[Pointing records]
╔══

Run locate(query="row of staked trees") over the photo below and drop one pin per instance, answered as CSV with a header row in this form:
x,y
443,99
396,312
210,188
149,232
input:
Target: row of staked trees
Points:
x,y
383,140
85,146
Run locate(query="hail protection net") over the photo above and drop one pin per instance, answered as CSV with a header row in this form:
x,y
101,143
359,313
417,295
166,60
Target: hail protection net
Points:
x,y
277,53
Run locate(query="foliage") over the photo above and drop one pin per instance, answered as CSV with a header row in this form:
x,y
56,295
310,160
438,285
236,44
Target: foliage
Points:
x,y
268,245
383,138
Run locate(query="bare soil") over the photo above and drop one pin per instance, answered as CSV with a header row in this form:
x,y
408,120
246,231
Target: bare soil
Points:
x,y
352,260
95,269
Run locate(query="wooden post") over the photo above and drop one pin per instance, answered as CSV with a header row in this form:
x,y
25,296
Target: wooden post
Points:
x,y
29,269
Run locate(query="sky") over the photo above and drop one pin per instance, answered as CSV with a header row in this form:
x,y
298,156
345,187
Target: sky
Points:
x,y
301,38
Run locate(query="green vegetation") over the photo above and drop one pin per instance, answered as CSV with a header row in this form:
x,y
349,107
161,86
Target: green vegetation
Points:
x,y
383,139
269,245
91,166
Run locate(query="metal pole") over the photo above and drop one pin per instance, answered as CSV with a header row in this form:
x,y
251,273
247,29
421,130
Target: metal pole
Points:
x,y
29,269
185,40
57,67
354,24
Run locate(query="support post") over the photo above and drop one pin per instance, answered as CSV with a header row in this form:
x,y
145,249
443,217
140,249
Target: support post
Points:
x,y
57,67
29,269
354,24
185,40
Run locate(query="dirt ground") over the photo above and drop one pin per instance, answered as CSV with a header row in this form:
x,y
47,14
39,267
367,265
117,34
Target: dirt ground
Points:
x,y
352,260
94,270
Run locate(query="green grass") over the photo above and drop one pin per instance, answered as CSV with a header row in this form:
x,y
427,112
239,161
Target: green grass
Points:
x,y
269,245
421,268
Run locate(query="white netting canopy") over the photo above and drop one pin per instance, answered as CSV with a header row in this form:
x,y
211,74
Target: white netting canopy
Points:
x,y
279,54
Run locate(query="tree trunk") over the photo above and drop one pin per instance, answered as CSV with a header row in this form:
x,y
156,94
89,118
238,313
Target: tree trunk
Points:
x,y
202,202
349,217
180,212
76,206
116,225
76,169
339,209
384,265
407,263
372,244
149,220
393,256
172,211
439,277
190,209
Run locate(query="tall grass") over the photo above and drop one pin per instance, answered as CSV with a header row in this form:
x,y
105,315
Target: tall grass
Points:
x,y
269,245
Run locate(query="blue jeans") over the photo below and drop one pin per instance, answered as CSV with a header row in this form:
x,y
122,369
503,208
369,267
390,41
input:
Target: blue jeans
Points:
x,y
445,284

╚══

Restate the listing in full, word for word.

**THE RESPONSE:**
Run locate(query="row of staked trees") over the photo below and drop one pin per instance, answered as CSV with a header row in this form:
x,y
443,99
396,312
210,188
149,232
input:
Target: row of staked trees
Points:
x,y
383,140
85,146
Run locate(query="hail protection net") over the photo above and drop one pin per instance, answered as CSV with a header row in this form:
x,y
101,143
359,313
417,295
166,60
Target: hail protection net
Points:
x,y
277,53
Run locate(query="foliage") over the photo above and drop one pin per instance, answered as CSV with a header row in this form:
x,y
56,295
310,160
438,285
236,44
Target: foliage
Points:
x,y
268,245
383,138
Run locate(query="bare soil") over the photo above and drop one pin per instance, answered as CSV with a header row in this form:
x,y
408,120
246,231
Target: bare soil
Points:
x,y
352,260
95,269
Run locate(query="wooden post") over the photo above and drop one pin per instance, answered as CSV with a header row in this form:
x,y
25,296
Target: wooden post
Points:
x,y
29,269
Run locate(query="sky") over the photo above and drop one pin per instance, answered as CSV with a header row in this form:
x,y
298,156
345,187
Target: sky
Points:
x,y
301,38
Run locate(query="green vegetation") over the photo above and drop one pin per instance, answered as CSV with a header row in this form:
x,y
349,107
161,86
Target: green vegetation
Points:
x,y
383,139
269,245
91,166
Run locate(query="metal pole") over the photo above and drop one pin per instance, answered as CSV with a header row in this form:
x,y
251,273
247,29
421,130
Target: metal pole
Points:
x,y
29,269
185,40
57,67
354,24
Run locate(query="support post") over the photo above and drop one pin per instance, answered as CSV with a header row in this form:
x,y
145,249
443,217
140,249
Target: support post
Points:
x,y
57,67
29,269
354,24
185,40
Run locate(query="dirt ground") over the photo above and drop one pin per instance, answered as CSV with a header row in this form:
x,y
47,14
39,267
367,265
117,34
Target: dirt ground
Points:
x,y
352,260
94,270
Run locate(query="green grass") over the photo above and drop one pin per instance, answered as CSV with a header row in this form:
x,y
427,112
239,161
Target: green grass
Points:
x,y
269,245
421,268
Run locate(query="white netting canopy") over the photo above and drop one pin per instance, answered as CSV with a header row in this form:
x,y
211,74
Target: white netting canopy
Points:
x,y
279,54
Run locate(query="tree trunk") over the photo above and drop one pin per instance, answered as CSV with a header row in this form:
x,y
156,94
89,118
238,313
Target: tree trunk
Points:
x,y
202,202
349,217
180,212
76,206
116,225
76,169
339,209
384,265
407,263
372,244
149,220
393,256
172,211
439,277
190,209
Run locate(query="tall grass") over the photo above and drop one pin per instance, answered as CSV with a header row in this form:
x,y
105,315
Target: tall grass
Points:
x,y
269,245
Run locate(query="blue jeans") over the photo below and drop one pin per instance, answered as CSV with a header row in this form:
x,y
122,369
503,208
369,267
390,41
input:
Target: blue jeans
Points:
x,y
445,284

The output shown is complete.